**EXERCISE OBJECTIVE:**
Lines that contain "short" are to be copied from the material, every one of them.

**DATASET RECORDS:**
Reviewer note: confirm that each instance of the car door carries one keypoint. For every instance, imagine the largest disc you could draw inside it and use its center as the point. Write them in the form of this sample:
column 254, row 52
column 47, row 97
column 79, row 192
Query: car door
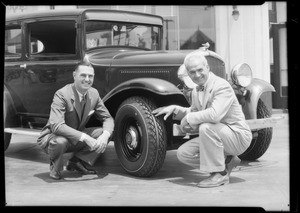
column 14, row 61
column 52, row 55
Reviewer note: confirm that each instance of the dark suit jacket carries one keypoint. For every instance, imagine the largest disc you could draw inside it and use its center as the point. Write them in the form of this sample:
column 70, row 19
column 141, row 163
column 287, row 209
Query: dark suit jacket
column 65, row 115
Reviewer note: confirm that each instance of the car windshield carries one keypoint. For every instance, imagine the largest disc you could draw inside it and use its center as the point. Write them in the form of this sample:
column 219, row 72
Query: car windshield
column 103, row 34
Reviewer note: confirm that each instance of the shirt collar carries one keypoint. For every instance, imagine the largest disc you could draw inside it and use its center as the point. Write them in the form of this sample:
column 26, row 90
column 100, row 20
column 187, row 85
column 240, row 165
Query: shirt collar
column 80, row 95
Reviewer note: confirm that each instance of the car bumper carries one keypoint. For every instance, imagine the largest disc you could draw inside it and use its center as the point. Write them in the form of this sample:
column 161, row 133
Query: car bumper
column 254, row 124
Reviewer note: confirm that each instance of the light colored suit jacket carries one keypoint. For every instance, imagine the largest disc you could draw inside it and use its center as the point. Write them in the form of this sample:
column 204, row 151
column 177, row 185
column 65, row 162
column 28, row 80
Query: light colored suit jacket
column 65, row 115
column 220, row 105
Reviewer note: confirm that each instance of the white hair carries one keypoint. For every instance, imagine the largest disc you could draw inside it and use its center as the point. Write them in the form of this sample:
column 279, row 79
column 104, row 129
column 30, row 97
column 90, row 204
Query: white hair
column 197, row 56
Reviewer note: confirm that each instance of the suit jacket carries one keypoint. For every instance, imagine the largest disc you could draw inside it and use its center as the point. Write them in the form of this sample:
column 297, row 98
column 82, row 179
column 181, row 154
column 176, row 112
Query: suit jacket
column 65, row 115
column 220, row 105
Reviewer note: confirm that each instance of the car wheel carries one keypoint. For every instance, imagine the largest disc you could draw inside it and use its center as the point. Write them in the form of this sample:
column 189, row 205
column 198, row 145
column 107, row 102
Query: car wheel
column 262, row 138
column 140, row 137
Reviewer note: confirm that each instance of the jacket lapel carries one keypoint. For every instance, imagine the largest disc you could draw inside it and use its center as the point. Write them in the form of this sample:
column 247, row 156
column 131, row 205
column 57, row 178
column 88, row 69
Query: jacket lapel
column 208, row 90
column 75, row 101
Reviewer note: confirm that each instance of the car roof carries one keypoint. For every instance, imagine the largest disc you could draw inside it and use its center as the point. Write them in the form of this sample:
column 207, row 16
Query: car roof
column 105, row 14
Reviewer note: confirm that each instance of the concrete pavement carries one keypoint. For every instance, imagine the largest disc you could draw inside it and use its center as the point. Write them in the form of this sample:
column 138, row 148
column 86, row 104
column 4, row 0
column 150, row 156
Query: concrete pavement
column 262, row 183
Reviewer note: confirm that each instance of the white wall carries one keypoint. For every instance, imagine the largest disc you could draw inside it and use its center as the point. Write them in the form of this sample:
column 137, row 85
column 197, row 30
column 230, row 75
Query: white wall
column 244, row 40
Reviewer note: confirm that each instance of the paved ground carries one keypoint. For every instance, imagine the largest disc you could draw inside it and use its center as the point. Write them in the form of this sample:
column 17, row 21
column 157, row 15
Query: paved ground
column 262, row 183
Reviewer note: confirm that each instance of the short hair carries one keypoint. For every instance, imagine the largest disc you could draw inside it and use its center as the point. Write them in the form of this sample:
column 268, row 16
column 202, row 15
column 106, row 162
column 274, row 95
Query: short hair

**REPLY TO THE TASK:**
Reviewer note: confirm that each instance of the short hair carries one keypoint. For every instance, imagine the largest disc you could draw inside it and use its center as the point. Write them in the form of this sample:
Query: short hair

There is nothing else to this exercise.